**DO THIS:**
Copy the records starting with the line that contains "of the overcast" and going on through the line that contains "[260,9,284,120]", including both of those lines. Leave the pictures out.

**RECORD LIST:**
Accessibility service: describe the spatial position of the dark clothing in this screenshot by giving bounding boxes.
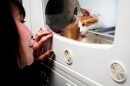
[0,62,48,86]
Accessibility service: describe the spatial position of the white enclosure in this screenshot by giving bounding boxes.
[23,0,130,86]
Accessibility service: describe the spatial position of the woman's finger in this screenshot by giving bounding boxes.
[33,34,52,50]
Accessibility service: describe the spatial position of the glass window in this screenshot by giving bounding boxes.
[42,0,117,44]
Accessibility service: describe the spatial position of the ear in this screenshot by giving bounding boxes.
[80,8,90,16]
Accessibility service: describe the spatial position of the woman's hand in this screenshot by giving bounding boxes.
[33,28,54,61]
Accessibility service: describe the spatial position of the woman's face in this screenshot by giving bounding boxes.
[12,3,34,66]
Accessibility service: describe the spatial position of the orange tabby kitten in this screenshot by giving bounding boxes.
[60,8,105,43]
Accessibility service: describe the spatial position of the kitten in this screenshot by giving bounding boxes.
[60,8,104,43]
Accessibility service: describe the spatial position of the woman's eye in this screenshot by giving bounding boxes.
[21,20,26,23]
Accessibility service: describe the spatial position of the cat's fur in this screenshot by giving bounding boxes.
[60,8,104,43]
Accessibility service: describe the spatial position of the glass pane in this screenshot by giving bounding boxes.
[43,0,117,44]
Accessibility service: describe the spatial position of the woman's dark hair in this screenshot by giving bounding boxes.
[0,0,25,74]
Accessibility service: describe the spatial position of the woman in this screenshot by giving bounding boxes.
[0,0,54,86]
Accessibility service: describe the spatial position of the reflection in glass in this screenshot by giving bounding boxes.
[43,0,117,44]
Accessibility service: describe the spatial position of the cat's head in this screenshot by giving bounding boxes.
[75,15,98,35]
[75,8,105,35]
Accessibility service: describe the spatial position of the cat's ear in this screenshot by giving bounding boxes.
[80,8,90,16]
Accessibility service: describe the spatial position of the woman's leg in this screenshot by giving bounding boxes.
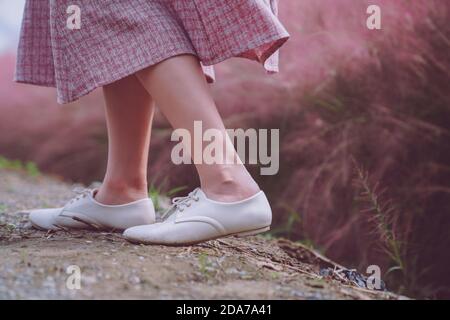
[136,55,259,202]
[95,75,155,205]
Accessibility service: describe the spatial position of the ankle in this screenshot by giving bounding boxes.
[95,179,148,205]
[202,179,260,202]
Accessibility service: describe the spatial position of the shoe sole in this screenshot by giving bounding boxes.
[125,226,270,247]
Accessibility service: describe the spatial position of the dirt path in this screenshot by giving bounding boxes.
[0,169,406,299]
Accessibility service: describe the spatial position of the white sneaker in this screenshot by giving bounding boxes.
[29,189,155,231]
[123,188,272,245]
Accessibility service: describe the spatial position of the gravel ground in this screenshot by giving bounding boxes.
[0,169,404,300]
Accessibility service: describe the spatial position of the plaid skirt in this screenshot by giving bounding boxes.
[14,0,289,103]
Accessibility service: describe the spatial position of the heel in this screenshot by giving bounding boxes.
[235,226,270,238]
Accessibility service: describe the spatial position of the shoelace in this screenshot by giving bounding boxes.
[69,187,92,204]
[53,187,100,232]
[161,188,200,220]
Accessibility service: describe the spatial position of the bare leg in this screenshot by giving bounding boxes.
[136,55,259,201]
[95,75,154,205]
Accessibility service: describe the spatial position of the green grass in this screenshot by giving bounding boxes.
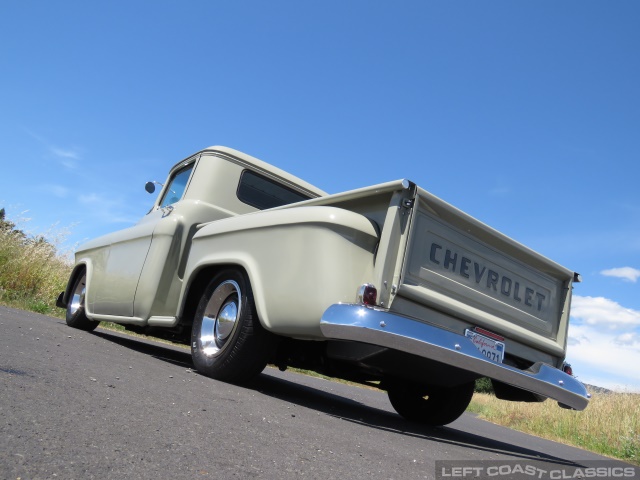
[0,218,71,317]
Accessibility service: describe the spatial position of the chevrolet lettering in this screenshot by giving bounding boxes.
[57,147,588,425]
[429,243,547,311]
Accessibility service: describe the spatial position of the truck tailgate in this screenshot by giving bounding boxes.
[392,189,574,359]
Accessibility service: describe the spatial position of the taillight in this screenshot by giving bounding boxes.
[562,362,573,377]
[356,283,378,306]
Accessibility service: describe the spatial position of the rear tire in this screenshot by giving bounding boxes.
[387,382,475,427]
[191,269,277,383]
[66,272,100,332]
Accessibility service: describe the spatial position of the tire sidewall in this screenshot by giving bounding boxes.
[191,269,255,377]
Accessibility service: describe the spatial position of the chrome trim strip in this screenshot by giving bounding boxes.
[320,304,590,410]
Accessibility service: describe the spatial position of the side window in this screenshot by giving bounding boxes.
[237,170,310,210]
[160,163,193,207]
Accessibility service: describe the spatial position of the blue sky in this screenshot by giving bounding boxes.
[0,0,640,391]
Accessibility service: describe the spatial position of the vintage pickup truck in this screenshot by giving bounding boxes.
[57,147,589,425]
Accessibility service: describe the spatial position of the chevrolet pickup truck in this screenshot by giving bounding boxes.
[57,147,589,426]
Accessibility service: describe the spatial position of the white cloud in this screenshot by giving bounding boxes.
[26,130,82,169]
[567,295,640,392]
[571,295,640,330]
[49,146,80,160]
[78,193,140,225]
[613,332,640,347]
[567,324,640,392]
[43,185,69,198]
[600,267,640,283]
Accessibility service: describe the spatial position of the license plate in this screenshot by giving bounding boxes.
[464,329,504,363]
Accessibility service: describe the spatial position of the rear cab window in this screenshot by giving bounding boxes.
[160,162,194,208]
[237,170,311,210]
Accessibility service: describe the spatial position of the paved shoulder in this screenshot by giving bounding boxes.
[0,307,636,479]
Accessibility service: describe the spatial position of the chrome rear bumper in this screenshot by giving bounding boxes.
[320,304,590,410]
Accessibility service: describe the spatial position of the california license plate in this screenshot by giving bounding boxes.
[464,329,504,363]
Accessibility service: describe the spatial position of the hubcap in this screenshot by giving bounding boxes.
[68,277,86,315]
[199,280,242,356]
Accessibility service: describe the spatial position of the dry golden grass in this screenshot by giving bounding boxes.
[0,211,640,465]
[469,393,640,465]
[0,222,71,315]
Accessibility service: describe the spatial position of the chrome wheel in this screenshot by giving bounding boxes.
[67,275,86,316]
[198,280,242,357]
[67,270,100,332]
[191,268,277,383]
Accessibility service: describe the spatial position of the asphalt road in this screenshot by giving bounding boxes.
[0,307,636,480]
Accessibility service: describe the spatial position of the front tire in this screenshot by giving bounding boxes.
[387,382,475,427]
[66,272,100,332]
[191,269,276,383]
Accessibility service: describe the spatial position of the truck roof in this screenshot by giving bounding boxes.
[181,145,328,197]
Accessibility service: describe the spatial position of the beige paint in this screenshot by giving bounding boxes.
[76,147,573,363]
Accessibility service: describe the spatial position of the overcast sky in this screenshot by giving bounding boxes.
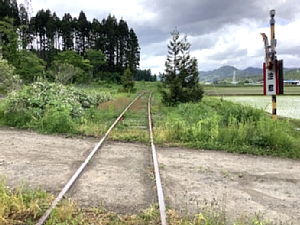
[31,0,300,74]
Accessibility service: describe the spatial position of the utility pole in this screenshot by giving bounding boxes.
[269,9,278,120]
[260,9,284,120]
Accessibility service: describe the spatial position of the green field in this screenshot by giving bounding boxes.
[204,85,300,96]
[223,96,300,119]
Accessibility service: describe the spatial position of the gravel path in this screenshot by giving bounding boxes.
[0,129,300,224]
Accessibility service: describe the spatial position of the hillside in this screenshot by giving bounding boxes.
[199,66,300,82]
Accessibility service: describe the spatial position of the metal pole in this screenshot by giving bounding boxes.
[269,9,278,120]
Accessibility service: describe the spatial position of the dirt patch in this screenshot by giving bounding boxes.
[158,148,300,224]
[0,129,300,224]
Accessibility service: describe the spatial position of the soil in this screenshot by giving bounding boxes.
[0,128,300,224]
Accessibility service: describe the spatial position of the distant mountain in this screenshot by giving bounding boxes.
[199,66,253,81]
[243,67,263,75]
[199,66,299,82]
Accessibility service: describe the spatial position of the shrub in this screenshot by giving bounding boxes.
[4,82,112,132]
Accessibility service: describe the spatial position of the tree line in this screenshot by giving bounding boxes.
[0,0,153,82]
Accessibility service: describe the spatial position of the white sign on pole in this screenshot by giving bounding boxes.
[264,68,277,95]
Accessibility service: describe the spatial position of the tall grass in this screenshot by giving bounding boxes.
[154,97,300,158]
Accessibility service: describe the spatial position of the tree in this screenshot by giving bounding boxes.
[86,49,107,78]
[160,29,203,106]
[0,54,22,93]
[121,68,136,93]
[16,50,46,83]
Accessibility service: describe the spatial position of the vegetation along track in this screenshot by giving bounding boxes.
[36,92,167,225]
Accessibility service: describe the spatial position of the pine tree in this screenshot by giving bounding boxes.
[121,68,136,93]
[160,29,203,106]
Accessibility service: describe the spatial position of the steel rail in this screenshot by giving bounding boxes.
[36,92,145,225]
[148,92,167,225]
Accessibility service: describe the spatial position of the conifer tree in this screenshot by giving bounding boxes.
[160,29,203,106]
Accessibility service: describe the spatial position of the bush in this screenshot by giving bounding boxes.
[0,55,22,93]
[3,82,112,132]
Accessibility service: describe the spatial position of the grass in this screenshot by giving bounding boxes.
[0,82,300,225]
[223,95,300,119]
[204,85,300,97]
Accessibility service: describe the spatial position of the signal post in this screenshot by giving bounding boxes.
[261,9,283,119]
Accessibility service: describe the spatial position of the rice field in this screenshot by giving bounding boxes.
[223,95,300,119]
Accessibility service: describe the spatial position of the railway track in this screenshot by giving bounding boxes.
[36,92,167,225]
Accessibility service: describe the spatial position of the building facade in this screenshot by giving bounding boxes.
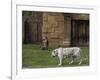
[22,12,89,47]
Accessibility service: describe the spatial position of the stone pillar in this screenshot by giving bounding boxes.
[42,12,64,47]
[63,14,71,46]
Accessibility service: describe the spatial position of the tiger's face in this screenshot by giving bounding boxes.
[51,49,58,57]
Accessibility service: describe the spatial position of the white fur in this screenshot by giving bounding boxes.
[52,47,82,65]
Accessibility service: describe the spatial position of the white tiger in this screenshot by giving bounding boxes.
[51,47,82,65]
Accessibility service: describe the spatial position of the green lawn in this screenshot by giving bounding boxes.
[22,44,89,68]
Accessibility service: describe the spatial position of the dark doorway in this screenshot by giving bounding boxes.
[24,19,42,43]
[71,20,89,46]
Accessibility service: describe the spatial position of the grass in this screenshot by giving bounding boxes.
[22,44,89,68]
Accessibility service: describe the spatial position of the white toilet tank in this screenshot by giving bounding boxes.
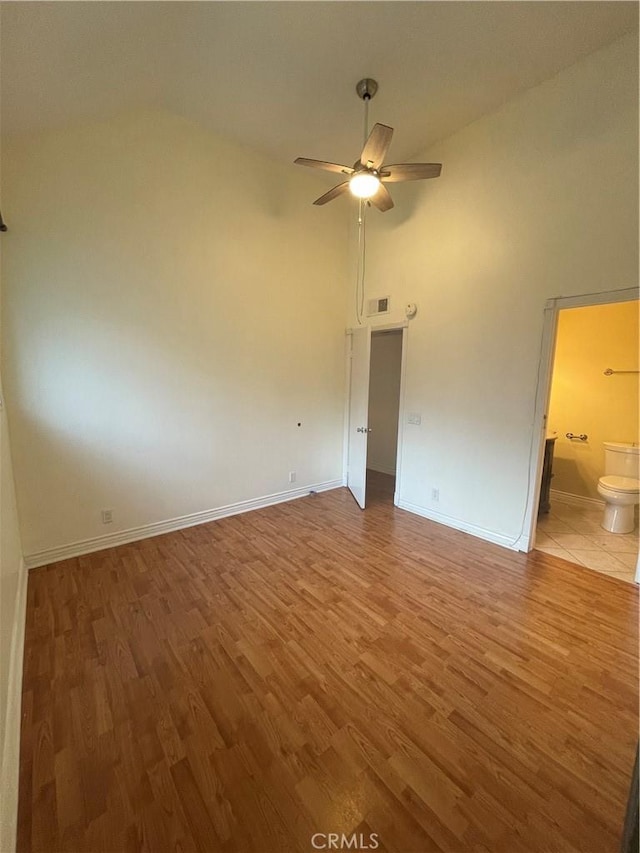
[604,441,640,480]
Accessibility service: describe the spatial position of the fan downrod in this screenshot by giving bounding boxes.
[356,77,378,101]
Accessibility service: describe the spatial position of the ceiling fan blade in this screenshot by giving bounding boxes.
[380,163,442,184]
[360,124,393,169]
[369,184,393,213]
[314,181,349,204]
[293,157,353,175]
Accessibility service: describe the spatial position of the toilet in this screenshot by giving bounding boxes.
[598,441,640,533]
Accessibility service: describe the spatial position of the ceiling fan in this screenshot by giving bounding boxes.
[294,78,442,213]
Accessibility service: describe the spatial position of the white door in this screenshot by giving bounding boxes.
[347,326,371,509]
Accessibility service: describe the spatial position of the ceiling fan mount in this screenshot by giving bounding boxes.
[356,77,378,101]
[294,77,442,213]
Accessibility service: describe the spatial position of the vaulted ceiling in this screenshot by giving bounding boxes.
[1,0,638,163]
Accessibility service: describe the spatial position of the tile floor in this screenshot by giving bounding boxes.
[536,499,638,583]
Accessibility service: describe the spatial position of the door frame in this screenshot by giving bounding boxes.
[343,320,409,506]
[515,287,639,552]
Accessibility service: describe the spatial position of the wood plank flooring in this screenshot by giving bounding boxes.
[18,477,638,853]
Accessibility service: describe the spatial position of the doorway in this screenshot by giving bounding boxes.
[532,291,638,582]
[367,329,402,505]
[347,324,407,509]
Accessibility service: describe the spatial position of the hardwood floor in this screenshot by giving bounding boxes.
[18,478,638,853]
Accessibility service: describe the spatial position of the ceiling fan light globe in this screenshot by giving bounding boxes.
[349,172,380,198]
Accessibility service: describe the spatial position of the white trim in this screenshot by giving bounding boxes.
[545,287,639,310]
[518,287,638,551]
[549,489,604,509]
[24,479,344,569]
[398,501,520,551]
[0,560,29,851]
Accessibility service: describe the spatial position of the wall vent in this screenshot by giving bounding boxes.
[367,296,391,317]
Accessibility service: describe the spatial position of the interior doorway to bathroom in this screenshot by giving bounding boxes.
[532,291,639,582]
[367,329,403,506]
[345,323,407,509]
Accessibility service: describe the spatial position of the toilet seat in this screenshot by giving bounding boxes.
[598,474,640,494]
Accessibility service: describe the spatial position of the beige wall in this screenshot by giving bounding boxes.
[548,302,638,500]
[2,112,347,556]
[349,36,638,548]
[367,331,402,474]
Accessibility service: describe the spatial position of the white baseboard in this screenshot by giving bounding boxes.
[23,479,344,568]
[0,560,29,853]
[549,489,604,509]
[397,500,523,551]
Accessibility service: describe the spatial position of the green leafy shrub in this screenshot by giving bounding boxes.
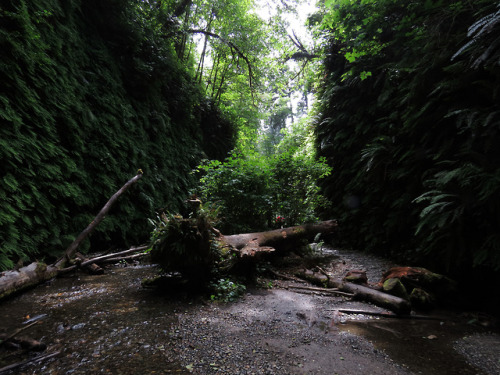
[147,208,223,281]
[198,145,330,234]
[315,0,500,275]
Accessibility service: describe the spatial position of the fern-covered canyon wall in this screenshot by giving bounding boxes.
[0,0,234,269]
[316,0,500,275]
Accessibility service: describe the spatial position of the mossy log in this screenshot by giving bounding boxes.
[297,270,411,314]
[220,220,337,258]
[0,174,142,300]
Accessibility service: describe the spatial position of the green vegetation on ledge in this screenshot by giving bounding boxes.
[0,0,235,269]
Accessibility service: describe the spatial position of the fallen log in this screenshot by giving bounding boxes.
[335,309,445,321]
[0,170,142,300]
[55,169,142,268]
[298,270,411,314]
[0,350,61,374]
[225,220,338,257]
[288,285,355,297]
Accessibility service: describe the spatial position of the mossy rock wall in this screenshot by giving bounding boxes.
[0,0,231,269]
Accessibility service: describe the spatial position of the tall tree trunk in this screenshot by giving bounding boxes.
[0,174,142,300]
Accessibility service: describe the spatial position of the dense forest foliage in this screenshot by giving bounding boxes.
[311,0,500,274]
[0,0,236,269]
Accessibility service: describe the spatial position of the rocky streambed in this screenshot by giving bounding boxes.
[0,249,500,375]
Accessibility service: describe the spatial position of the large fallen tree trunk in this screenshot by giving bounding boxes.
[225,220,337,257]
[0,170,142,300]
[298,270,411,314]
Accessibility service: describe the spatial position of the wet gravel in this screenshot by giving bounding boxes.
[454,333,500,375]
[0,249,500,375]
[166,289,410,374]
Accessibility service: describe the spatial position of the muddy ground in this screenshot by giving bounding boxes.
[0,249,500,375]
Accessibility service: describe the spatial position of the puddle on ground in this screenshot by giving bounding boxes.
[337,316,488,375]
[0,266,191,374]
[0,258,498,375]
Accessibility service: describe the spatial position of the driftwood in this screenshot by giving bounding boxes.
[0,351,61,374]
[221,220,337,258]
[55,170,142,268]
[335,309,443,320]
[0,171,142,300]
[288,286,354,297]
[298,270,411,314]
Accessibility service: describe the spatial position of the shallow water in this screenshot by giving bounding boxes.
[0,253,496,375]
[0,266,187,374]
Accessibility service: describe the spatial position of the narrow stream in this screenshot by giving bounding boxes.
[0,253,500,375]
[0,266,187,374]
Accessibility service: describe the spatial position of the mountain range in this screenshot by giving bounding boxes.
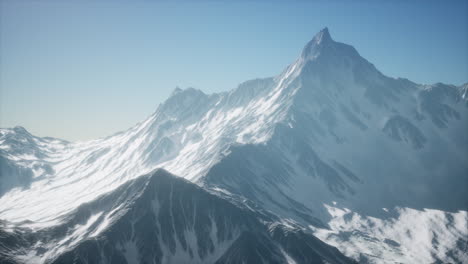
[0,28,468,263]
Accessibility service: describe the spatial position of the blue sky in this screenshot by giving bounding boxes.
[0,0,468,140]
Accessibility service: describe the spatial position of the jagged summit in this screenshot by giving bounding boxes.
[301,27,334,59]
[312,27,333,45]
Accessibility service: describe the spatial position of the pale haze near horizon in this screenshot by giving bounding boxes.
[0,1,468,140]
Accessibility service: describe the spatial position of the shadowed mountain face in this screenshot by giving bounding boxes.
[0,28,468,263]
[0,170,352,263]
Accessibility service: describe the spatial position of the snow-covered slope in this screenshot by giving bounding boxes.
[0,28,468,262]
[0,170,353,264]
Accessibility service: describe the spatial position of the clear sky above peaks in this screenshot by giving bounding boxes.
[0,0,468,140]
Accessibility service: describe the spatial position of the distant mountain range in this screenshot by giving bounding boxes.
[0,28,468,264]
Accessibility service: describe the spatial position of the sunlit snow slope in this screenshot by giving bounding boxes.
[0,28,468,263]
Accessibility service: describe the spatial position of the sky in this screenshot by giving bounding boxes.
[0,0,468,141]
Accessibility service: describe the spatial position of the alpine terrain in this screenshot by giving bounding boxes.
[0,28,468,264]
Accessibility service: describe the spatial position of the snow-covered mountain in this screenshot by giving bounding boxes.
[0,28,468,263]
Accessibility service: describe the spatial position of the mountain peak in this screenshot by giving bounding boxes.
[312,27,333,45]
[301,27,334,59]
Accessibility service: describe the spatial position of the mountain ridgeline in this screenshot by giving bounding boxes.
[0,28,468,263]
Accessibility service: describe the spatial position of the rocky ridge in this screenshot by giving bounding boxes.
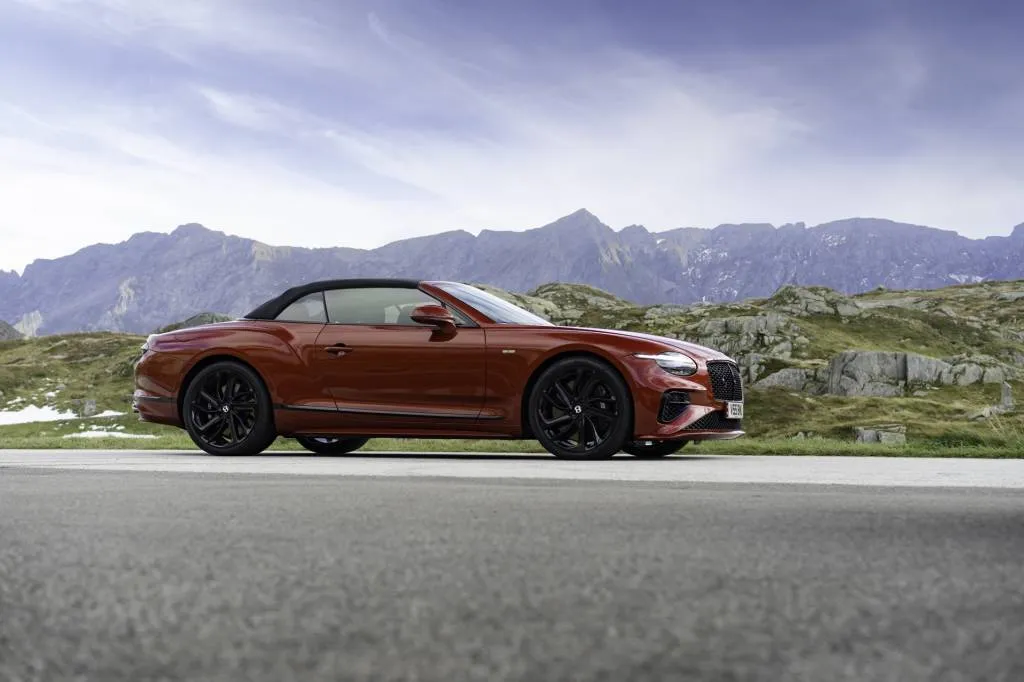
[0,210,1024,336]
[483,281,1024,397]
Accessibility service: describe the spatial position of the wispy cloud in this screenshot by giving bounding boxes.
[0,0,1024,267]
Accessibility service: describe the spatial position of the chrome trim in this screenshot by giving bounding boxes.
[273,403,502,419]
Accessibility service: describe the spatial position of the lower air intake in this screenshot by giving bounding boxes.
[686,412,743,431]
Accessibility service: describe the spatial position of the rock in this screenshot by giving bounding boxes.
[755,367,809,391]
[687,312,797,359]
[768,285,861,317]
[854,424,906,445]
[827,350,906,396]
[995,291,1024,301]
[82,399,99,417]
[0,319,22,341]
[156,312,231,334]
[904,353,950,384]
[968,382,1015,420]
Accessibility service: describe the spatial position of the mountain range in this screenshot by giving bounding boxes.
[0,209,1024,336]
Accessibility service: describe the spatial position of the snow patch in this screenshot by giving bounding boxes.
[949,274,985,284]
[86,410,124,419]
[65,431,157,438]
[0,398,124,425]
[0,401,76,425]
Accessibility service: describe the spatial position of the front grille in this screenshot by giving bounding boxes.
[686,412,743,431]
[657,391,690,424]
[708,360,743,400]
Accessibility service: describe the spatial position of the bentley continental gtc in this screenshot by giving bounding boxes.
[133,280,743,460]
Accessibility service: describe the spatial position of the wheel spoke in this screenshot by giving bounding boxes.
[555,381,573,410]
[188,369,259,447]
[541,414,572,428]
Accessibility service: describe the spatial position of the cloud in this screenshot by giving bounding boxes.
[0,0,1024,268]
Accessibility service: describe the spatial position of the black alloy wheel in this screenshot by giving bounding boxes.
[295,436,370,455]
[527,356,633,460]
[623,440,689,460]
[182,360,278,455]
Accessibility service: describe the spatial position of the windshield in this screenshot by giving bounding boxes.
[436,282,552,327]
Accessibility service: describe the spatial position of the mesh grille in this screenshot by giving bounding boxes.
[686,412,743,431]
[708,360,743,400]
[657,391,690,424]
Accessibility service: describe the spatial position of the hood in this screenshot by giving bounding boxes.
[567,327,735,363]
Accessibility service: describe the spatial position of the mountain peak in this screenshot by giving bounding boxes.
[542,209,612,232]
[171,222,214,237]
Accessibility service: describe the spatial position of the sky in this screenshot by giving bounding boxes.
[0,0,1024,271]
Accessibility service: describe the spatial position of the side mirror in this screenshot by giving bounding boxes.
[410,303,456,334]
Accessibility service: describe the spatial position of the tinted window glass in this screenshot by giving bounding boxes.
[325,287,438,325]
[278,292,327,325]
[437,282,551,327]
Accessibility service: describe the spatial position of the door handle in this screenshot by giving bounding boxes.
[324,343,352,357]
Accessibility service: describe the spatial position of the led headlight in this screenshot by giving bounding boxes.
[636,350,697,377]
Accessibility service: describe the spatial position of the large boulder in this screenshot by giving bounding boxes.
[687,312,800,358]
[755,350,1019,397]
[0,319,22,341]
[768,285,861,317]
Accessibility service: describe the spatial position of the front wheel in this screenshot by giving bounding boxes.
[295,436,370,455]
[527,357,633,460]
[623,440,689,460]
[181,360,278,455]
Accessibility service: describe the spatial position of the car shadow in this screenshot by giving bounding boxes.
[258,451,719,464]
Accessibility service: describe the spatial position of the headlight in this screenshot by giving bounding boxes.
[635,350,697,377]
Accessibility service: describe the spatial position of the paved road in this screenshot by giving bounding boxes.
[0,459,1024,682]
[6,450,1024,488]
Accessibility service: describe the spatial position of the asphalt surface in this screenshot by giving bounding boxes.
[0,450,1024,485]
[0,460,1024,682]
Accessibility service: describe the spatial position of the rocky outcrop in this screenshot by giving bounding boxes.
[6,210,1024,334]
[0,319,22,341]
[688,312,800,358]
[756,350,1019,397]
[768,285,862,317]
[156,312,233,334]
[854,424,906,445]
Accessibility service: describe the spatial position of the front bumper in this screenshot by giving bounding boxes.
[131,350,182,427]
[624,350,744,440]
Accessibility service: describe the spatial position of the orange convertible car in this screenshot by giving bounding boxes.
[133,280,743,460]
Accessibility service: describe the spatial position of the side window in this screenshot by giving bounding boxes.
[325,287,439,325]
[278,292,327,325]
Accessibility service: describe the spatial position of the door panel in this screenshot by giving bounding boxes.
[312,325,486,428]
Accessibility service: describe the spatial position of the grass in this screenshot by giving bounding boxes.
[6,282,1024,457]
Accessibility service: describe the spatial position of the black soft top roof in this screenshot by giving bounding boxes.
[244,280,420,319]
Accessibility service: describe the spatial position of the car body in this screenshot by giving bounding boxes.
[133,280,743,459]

**REPLY TO THE TASK:**
Accessibility service: describe the spatial position of the overcast sky in this screenshot by giving bounding boxes.
[31,0,300,74]
Accessibility service: describe the spatial position of the utility pole in this screenshot by giving bounding boxes.
[269,9,278,120]
[260,9,284,120]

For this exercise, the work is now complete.